---------- MATERIAL DE LA TAREA
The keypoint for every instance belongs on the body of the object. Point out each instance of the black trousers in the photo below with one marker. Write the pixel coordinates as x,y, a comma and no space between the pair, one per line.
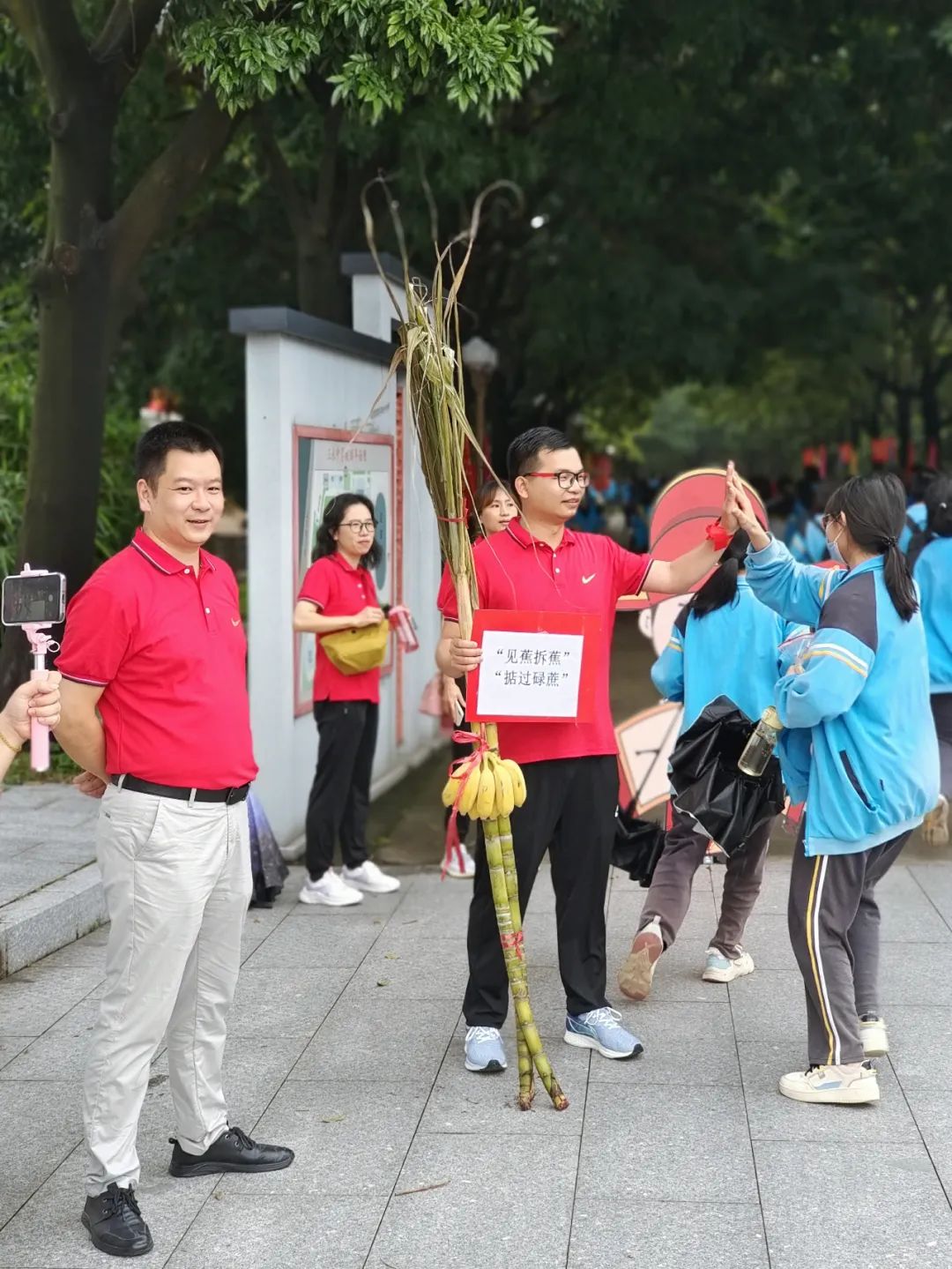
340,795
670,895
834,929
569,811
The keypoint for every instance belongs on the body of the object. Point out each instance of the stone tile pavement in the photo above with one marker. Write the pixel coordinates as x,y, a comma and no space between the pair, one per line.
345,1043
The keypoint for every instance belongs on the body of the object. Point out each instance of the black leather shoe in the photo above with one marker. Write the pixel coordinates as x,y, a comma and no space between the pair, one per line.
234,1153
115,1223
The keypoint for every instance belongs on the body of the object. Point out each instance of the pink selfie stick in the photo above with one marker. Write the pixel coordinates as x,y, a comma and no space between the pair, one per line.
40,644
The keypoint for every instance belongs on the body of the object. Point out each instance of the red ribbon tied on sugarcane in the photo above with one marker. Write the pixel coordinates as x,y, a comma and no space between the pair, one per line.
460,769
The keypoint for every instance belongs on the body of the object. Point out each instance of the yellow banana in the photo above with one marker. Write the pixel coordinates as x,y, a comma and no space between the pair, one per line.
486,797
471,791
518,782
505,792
--------------------
---------- MATERIAL DE LA TAREA
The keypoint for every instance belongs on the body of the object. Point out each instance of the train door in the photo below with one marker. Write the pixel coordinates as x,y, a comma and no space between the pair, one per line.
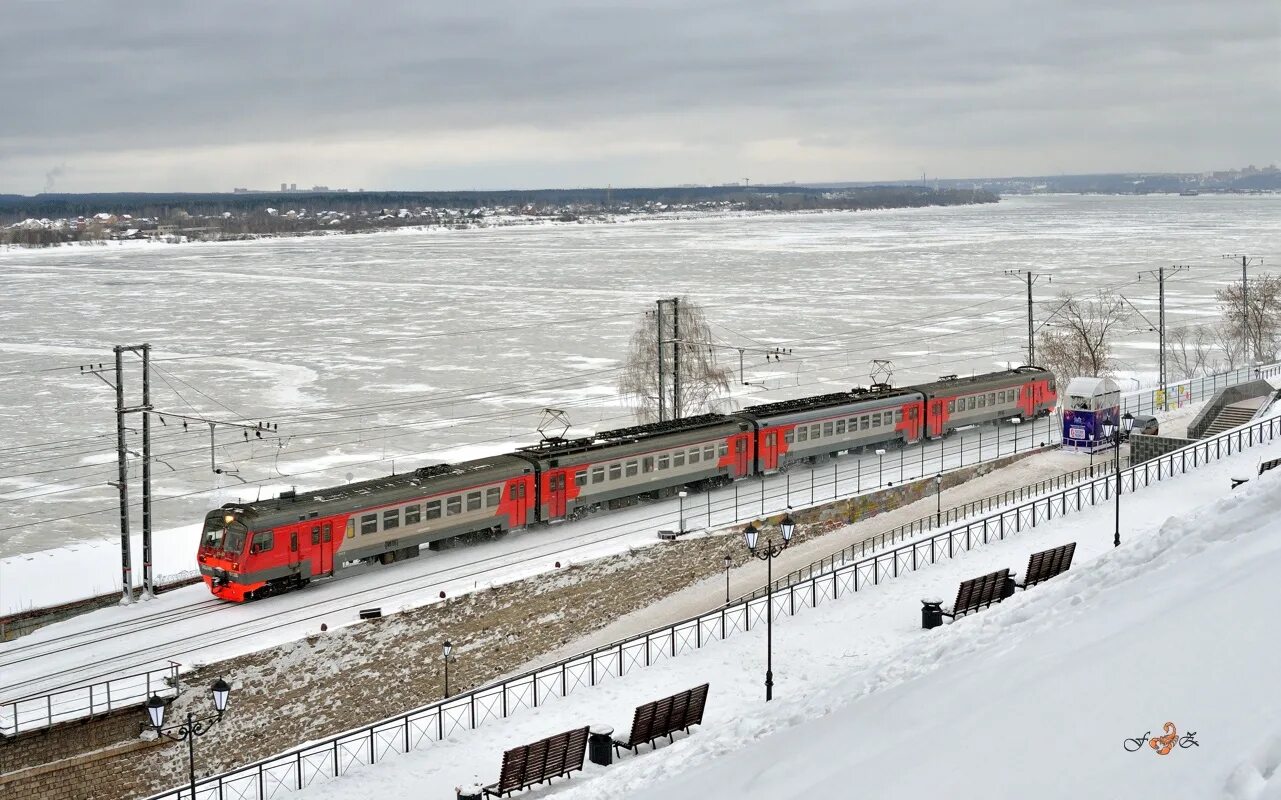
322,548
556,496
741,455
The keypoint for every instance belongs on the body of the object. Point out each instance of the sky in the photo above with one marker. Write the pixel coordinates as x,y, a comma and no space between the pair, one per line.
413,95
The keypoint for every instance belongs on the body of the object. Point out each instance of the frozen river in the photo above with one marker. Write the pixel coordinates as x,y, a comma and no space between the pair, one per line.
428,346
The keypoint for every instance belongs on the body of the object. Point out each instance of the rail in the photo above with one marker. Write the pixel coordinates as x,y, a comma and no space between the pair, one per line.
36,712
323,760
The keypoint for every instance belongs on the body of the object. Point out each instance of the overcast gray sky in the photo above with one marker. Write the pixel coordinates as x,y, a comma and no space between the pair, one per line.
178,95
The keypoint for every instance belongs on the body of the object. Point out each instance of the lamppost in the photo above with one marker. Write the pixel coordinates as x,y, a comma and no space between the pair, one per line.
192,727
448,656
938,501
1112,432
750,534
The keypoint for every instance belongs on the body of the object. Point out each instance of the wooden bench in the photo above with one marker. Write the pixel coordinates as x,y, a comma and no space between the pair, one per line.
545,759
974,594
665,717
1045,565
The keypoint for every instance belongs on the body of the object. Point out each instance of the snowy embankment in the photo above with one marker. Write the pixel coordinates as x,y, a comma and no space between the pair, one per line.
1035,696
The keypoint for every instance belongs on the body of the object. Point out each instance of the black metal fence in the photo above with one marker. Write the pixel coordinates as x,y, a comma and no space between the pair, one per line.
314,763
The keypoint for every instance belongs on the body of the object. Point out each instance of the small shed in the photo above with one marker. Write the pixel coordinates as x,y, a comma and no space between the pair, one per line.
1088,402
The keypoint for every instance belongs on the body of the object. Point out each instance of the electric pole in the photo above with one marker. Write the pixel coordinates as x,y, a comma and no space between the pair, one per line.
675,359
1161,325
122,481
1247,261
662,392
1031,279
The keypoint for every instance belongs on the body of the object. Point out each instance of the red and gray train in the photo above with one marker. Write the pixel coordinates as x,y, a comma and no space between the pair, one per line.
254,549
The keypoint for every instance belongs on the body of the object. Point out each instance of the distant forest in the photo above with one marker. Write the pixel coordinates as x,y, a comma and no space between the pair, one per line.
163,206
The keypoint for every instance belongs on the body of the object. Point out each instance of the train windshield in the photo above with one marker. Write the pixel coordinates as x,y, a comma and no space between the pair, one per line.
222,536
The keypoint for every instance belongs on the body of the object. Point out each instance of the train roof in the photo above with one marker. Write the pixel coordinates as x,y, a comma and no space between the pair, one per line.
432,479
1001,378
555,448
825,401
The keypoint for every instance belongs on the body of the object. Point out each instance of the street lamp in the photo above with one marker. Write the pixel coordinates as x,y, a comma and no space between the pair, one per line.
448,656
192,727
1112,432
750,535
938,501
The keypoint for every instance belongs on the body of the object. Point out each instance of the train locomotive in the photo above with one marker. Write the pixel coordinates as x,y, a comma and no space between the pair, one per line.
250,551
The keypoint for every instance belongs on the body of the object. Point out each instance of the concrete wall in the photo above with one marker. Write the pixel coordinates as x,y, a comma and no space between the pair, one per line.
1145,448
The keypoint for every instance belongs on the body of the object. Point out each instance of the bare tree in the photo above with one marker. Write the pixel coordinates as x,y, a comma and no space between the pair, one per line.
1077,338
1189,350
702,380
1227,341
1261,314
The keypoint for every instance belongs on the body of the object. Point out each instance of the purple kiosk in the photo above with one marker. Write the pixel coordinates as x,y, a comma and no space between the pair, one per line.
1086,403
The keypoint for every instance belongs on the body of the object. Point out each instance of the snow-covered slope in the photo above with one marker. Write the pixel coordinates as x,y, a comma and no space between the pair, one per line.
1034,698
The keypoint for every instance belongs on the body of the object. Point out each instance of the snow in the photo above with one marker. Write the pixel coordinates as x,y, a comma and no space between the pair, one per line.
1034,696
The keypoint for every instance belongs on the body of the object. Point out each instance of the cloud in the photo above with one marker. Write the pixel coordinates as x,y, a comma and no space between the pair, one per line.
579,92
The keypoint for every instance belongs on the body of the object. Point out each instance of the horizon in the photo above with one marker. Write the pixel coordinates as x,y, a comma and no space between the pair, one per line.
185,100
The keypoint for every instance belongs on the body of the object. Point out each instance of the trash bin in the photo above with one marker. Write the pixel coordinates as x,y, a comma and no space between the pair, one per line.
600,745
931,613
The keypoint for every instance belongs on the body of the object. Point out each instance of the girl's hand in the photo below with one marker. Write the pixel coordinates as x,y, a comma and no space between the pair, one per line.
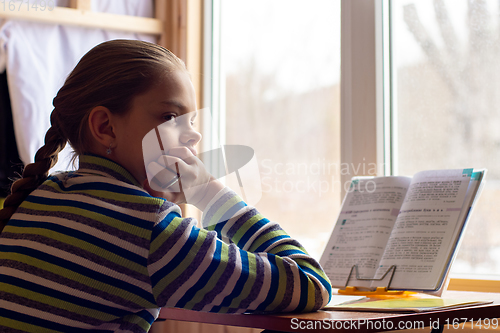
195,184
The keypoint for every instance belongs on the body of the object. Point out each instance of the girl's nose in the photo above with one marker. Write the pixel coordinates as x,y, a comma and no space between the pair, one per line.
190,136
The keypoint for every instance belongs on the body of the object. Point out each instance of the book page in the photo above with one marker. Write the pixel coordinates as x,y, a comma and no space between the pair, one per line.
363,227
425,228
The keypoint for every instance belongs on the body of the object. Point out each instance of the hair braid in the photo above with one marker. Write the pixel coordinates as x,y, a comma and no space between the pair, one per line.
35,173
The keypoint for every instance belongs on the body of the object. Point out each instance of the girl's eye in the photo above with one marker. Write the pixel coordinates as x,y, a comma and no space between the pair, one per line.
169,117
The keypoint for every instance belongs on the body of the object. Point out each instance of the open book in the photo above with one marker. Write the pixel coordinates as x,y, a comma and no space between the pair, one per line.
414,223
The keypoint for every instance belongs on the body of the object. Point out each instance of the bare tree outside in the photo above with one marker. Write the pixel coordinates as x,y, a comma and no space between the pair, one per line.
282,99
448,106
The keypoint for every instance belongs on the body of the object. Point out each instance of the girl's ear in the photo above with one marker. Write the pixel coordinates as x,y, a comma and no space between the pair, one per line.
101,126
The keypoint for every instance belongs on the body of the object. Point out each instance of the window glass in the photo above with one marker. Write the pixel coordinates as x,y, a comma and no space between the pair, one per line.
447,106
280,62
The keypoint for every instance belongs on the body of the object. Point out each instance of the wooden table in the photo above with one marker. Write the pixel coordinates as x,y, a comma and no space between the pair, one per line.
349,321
--------------------
---------- MATERIAL DE LA TAREA
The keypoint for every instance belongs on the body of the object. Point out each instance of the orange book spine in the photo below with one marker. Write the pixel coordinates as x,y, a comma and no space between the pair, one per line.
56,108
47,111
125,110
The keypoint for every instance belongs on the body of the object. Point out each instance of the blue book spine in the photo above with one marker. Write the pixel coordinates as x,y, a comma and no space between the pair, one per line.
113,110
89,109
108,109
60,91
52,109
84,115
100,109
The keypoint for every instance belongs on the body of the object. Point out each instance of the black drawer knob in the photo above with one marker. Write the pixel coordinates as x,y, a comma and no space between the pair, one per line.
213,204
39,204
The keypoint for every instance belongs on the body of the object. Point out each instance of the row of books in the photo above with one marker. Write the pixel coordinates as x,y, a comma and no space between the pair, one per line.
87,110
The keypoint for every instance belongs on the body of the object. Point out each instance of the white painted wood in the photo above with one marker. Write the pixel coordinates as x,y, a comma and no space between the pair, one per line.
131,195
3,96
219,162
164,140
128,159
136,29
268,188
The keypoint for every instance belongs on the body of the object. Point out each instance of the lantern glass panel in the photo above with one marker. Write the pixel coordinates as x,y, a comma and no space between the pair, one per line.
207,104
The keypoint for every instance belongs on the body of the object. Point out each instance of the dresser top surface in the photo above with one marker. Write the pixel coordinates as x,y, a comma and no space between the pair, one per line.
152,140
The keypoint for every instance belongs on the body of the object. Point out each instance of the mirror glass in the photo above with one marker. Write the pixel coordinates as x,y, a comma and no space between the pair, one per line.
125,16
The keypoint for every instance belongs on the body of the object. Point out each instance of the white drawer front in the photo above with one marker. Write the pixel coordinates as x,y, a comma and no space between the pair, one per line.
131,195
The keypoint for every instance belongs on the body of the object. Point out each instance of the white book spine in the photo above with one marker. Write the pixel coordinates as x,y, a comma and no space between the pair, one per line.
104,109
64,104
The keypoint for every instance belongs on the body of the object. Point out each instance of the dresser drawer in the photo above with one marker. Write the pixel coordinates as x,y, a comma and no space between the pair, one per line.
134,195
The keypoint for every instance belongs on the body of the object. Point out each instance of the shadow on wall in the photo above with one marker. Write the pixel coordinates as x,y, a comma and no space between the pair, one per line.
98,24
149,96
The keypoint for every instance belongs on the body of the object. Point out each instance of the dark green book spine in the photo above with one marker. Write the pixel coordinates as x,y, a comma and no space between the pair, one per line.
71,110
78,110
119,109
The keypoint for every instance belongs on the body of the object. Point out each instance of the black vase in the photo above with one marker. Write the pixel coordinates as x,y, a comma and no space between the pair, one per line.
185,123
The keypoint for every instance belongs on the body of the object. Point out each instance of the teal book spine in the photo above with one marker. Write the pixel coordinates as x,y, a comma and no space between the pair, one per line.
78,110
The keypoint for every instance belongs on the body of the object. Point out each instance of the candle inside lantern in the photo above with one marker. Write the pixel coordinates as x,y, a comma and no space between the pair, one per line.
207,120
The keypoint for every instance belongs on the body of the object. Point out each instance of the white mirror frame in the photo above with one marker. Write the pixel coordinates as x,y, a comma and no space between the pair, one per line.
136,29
--------------------
**TAREA:** ¿Cuántas líneas de las entradas contienen la palabra "wooden"? Las mayúsculas y minúsculas cuentan; responde solo con el número.

**RESPUESTA AL EJERCICIO:** 2